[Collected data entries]
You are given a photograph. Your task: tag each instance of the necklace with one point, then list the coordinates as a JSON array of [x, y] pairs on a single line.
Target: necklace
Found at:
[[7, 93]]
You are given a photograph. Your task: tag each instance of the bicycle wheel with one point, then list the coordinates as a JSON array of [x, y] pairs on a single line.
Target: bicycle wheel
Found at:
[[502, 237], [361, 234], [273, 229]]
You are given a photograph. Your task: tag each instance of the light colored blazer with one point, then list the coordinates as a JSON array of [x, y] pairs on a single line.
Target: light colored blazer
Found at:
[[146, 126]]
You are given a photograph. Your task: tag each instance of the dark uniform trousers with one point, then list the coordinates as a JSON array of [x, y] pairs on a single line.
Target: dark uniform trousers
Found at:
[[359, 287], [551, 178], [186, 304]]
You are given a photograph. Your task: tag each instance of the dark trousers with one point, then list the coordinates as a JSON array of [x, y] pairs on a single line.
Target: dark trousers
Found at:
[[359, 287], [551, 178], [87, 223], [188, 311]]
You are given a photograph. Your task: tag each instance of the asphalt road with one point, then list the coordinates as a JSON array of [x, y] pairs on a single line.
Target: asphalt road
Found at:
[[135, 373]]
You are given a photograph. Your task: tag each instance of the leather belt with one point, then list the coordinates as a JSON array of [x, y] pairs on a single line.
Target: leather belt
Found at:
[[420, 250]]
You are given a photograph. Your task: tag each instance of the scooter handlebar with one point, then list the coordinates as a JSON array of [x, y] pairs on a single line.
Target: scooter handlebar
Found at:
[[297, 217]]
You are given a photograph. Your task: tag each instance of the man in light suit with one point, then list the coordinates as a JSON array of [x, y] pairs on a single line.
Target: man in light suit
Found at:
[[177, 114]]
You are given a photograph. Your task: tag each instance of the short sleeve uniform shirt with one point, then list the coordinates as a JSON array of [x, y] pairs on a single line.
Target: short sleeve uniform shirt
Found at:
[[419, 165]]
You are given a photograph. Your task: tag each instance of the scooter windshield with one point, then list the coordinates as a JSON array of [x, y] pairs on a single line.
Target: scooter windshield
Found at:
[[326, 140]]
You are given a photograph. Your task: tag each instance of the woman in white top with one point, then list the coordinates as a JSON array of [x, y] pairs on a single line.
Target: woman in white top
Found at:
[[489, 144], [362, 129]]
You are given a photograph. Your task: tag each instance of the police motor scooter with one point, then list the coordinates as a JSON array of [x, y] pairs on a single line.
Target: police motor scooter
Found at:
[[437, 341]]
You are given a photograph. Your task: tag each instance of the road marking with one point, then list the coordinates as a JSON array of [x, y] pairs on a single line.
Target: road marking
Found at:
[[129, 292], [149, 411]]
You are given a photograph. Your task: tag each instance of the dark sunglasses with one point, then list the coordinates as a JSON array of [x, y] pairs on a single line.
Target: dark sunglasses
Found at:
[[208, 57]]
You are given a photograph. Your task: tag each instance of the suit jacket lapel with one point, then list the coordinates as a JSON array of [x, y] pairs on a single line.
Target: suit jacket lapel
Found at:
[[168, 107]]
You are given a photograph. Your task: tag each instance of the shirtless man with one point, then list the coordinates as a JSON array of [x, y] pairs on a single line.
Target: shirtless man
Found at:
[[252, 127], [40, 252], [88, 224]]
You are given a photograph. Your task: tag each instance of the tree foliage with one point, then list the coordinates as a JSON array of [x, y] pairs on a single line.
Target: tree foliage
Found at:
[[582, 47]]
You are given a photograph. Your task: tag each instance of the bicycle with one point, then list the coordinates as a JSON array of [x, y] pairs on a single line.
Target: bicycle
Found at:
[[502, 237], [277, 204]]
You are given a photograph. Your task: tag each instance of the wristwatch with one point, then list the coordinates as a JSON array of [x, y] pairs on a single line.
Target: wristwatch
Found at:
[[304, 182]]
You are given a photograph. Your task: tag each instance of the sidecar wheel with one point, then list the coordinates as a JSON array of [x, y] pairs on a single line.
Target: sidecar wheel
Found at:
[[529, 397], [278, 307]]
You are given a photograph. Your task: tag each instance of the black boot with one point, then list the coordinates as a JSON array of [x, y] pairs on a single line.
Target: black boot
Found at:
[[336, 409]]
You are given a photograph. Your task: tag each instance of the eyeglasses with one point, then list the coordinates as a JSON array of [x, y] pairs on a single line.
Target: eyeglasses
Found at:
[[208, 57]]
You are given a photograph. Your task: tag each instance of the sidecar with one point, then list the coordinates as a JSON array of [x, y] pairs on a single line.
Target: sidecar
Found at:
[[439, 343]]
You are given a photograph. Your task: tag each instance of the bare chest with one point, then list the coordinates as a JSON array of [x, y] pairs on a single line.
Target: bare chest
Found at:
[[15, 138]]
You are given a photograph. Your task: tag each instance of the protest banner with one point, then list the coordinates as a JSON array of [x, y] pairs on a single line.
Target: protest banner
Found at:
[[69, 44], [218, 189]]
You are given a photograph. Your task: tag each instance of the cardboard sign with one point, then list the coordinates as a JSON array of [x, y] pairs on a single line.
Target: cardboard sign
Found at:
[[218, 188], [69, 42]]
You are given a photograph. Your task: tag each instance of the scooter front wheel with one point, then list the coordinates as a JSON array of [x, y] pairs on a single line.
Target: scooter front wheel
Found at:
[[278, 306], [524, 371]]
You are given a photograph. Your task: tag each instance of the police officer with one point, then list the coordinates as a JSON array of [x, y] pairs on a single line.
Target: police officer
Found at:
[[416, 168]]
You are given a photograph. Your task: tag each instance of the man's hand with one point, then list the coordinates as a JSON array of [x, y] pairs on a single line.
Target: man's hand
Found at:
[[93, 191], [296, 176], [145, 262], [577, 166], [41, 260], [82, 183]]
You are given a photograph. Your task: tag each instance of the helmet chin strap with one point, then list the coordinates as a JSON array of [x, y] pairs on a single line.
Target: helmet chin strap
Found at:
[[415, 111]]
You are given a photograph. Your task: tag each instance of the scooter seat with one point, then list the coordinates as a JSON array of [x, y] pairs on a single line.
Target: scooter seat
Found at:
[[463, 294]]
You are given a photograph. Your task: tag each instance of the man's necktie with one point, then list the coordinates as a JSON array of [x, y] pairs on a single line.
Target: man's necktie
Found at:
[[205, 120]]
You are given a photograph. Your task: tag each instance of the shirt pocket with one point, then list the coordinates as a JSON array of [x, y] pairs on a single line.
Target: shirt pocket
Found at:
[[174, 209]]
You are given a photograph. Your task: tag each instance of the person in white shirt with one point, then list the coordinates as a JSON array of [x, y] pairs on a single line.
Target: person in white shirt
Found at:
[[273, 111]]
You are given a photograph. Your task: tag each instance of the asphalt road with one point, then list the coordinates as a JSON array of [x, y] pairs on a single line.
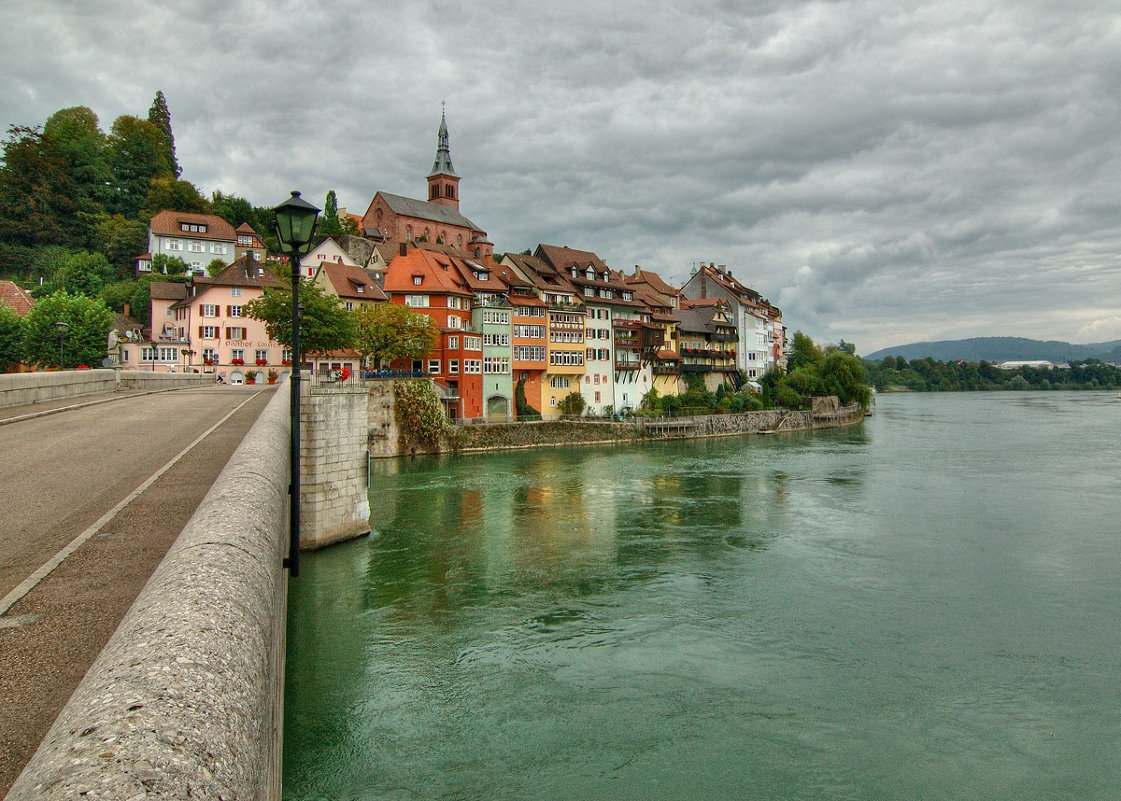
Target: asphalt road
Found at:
[[62, 473]]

● **SHORT TASK**: Rewrite the items starting with the line that contains "the dark trousers" and going on through the line that contains "[[177, 114]]", changing every "Found at" to "Located at" and leaving all else as it is.

● **RESULT FOR THIS EXERCISE**:
You are given a photograph. Your task: tag each instance of the dark trousers with one point, then list the coordinates as a JSON array of [x, y] pairs on a single line.
Target: dark trousers
Located at:
[[359, 287], [551, 178], [87, 223], [188, 311]]
You are given a photograph. Your task: tag each instance of the asphalt road with one point, then list the coordinates as a JSON array of [x, y] pairs on a single line.
Target: asphalt road
Located at:
[[135, 373]]
You are given a photograph. Your task: tag each instance of the leather belt with one point, then list the coordinates as a JSON array of [x, y] pairs on a single line.
Target: leather belt
Located at:
[[420, 250]]
You are given a photograph. Your task: tag each instance of the scooter handlebar with one point, then list the coordinates as a JSON array of [x, y] pairs on a single line.
Target: scooter handlebar
Located at:
[[297, 217]]
You are given a photograph. Your task: tag each instance of the man in light suit with one point, then list the coordinates as a JSON array of [x, y] pairs on a single line.
Target: man in light suit
Located at:
[[177, 114]]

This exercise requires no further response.